→ **What you will do**
Give the lines below again with every "Indicate" swapped for "Mark" and everything else unchanged. Leave the pictures out.

→ **Records from a data source**
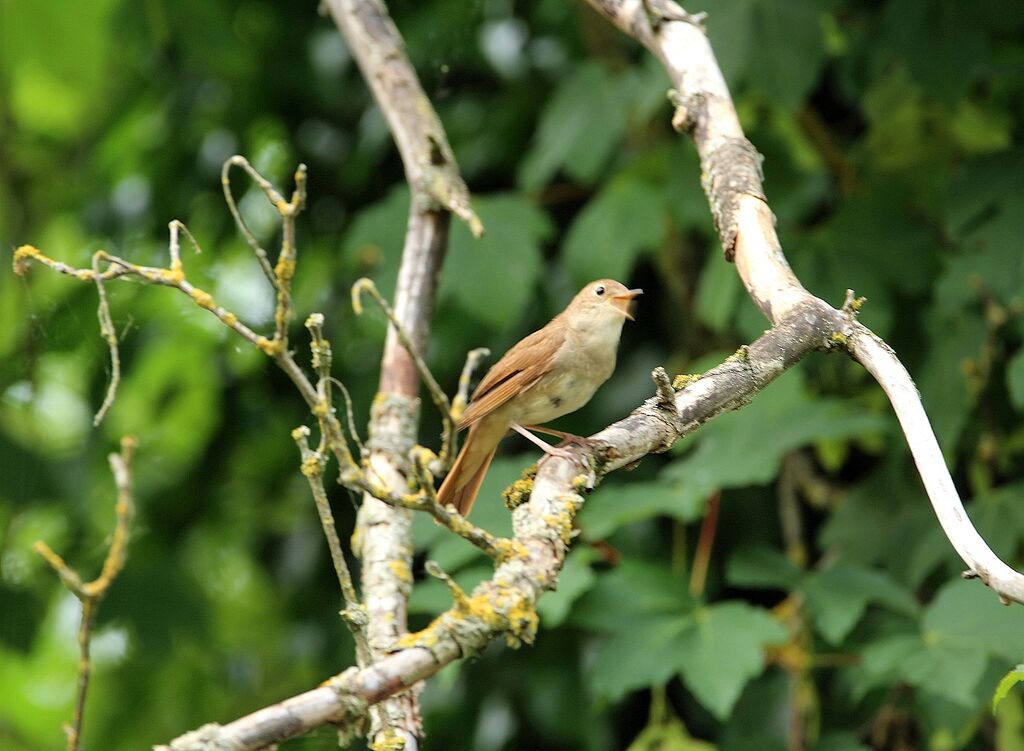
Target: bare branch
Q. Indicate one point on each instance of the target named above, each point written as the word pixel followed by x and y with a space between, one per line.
pixel 110 336
pixel 437 394
pixel 354 614
pixel 503 607
pixel 731 169
pixel 91 592
pixel 436 189
pixel 462 397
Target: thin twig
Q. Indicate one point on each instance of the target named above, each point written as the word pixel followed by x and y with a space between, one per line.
pixel 462 395
pixel 350 416
pixel 701 554
pixel 225 182
pixel 91 592
pixel 437 395
pixel 110 336
pixel 354 614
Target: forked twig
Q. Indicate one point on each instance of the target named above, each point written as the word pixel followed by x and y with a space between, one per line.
pixel 91 592
pixel 437 395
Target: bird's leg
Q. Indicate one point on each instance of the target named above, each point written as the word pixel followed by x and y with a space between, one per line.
pixel 546 448
pixel 567 437
pixel 571 437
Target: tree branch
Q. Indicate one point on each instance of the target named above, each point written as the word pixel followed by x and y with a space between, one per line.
pixel 731 169
pixel 91 592
pixel 504 607
pixel 384 532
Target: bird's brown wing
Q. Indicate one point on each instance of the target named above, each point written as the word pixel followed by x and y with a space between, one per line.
pixel 521 367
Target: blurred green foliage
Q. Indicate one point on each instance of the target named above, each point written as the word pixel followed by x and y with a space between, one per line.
pixel 832 617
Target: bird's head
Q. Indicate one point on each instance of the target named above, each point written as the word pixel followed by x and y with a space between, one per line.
pixel 603 300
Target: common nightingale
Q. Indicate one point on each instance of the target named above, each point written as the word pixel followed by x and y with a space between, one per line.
pixel 552 372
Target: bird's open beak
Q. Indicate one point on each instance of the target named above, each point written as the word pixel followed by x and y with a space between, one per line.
pixel 625 302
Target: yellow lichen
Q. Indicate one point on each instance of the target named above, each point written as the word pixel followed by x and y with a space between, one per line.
pixel 510 550
pixel 202 298
pixel 285 269
pixel 311 466
pixel 401 571
pixel 682 380
pixel 518 493
pixel 561 523
pixel 22 257
pixel 270 347
pixel 175 274
pixel 389 740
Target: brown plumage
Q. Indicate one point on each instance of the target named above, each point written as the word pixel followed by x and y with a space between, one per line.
pixel 550 373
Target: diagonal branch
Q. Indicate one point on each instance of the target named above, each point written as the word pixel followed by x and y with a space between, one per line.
pixel 385 532
pixel 731 169
pixel 503 607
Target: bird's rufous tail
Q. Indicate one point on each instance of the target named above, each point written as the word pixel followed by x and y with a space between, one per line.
pixel 463 483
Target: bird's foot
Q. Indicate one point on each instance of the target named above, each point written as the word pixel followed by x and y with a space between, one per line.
pixel 561 451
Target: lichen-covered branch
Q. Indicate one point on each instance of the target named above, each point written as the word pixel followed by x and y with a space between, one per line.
pixel 731 176
pixel 383 532
pixel 91 592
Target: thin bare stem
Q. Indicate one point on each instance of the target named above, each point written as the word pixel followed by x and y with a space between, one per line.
pixel 91 592
pixel 437 395
pixel 462 395
pixel 701 555
pixel 110 336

→ **The output**
Target: bare branch
Q. Mark one point on each instance of the target named above, each point written as the word pixel followed by x and y with a space between, one per line.
pixel 110 336
pixel 437 394
pixel 354 614
pixel 503 607
pixel 731 169
pixel 91 592
pixel 436 189
pixel 462 397
Target: thin twig
Q. Mark one point on each instance of the target named above, each point written as the word pixel followed by x and y with a space between, one per line.
pixel 462 395
pixel 350 416
pixel 701 554
pixel 225 182
pixel 91 592
pixel 437 395
pixel 110 336
pixel 354 614
Target: forked twig
Q. Mark one point on each instance of the target named above, each point written as the word pixel followed by x and y with a space between, one per line.
pixel 91 592
pixel 437 395
Target: bird's leg
Q. Mark one point on each instance of the target named above, each point written as the word pixel followed by x and y with a space between, one per line.
pixel 546 448
pixel 567 437
pixel 571 437
Target: tree branch
Q. Mark one point on each instance of the target named above, each point written as the word pixel followed by x and y with a space between, one per line.
pixel 731 169
pixel 91 592
pixel 504 607
pixel 384 532
Target: bird's brown wing
Q. Mark one point on each instance of the target named above, each point written as the word pixel followed by x and y with a space between, one per line.
pixel 521 367
Target: blurred green foliage
Q. Mark one point on each instance of the target named above, each point written as the word pixel followed by x and y with a space between, one per line.
pixel 832 617
Target: bird's head
Q. Mark one point on each instance of the target named above, each point written as the word pixel followed by x and y with a space between, one per line.
pixel 603 300
Target: common nightingale
Q. Mark one point on each instance of the target named above, each point written as the word pixel followed by x and y with a space between, one per line.
pixel 552 372
Target: bird's open beak
Q. Mark one point on each instance of the target named above, each point written as the word pixel followed by x and y with a space between, one per line.
pixel 625 302
Target: yellow lichen
Q. Mark one point on each instance of the target named above, each point written as the word pixel followed by x and y with a space between, one per line.
pixel 510 550
pixel 202 298
pixel 285 269
pixel 311 466
pixel 401 571
pixel 682 380
pixel 518 493
pixel 561 523
pixel 22 257
pixel 270 347
pixel 175 274
pixel 389 740
Target: brown plumage
Q. Mark one point on each instance of the target named above, each point written as the word pixel followed by x and y with a space between, one per line.
pixel 550 373
Target: diagonal branch
Q. Mark one point on each instance of the target named above, each point written as the word pixel followed by x and y with a space between, one per line.
pixel 385 532
pixel 731 169
pixel 503 607
Target: bird's rufous tail
Q. Mark one point on each instance of the target named above, each point written as the word pixel followed by x and y with a space between, one per line.
pixel 463 483
Target: bird's foot
Q. Mark one point on each instance of the target named above, each point written as the word pixel followed by x and y with a space between, one per line.
pixel 561 451
Target: lichen-covered branch
Q. Mark one point on each instance of the target named above, each point written as the word pixel followed by x and y with a space between, one per line.
pixel 731 176
pixel 383 532
pixel 91 592
Target: thin bare stem
Q. Mark one point on each instance of the target named above, each point written as the word pixel followed by x and y with a space between, one per line.
pixel 91 592
pixel 437 395
pixel 462 395
pixel 701 555
pixel 110 336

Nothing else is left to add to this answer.